• **Extract to read**:
Muse wasn’t the only band I was craving to see. Imagine Dragons, a relative newcomer to my “favorite bands” archive, were conveniently playing on the same stage. By that time, I’d made my way up to the barrier and latched myself there for the rest of the day. Imagine Dragons were really refreshing to watch, because it was their first time playing in Japan, and you could definitely tell. Their onstage banter was filled with genuinely enthusiastic glee about how surreal it felt to be playing in Tokyo. When they pulled out a giant taiko drum (the same kind that is played in traditional Japanese festivals, like Nebuta) for their last song, I couldn’t help but grin that they’d made the effort to make this gig special for their mostly Japanese audience.
Since Muse was playing on the main Mountain Stage, I hadn’t planned on leaving to ensure that I’d still have a front-row spot for their set. Luckily, most of the artists I’d have seen anyway were on the same stage, like The Smashing Pumpkins, but I did miss out on seeing Earth, Wind & Fire and Cyndi Lauper. So it goes. One artist that I wouldn’t have seen if he’d been on a different stage was John Legend. I don’t profess to be any sort of huge fan of Legend’s – in fact, I only knew one song in his entire set – but it was definitely a nice break from the rest of my rock-oriented day.
Finally, after hours in the heat, Muse came on stage. I can enter shameless fan-girl territory pretty quickly before a Muse concert, and this was no exception. And the beauty of seeing the Teignmouth Trio in Asia is that you’re pretty guaranteed to get a decent surprise in terms of setlists. This can rankle other fans and understandably so…but for those of us getting the treat, it’s hard not to enjoy the special treatment. For Tokyo, that surprise was a full-length “Yes Please,” a song that hasn’t been played in its entirety in literally years. When it does show up in setlists, it’s only in brief outros to other songs.
Here’s where I descend into a cranky rant, though. Up till Muse’s set, the crowd had been awesome. From the start, though, it was a battle to enjoy them because of the waves and waves of (mostly) teenagers crushing those of us in the front to try and get closer. I understand that being in close proximity to your idols can be pretty exhilarating; it’s why I was so determined to be in the front row, after all. But if I’m up against an iron barrier, it doesn’t matter how much you push and shove…I literally cannot go anywhere. That didn’t stop the crowds from attempting to flatten myself and my other front-row cohorts into pancakes. My ribs the next day were in a sorry state.

• **Stored data**:
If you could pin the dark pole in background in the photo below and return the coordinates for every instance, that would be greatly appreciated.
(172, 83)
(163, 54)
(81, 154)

• **Assignment**:
In the concert account above, why did the writer stay at the Mountain Stage all day instead of going to see acts on other stages? Answer in one to three sentences.

• **Your response**:
Muse was playing on the main Mountain Stage, and the writer stayed there to keep a front-row spot for their set. Most of the artists the writer would have seen anyway were on that same stage.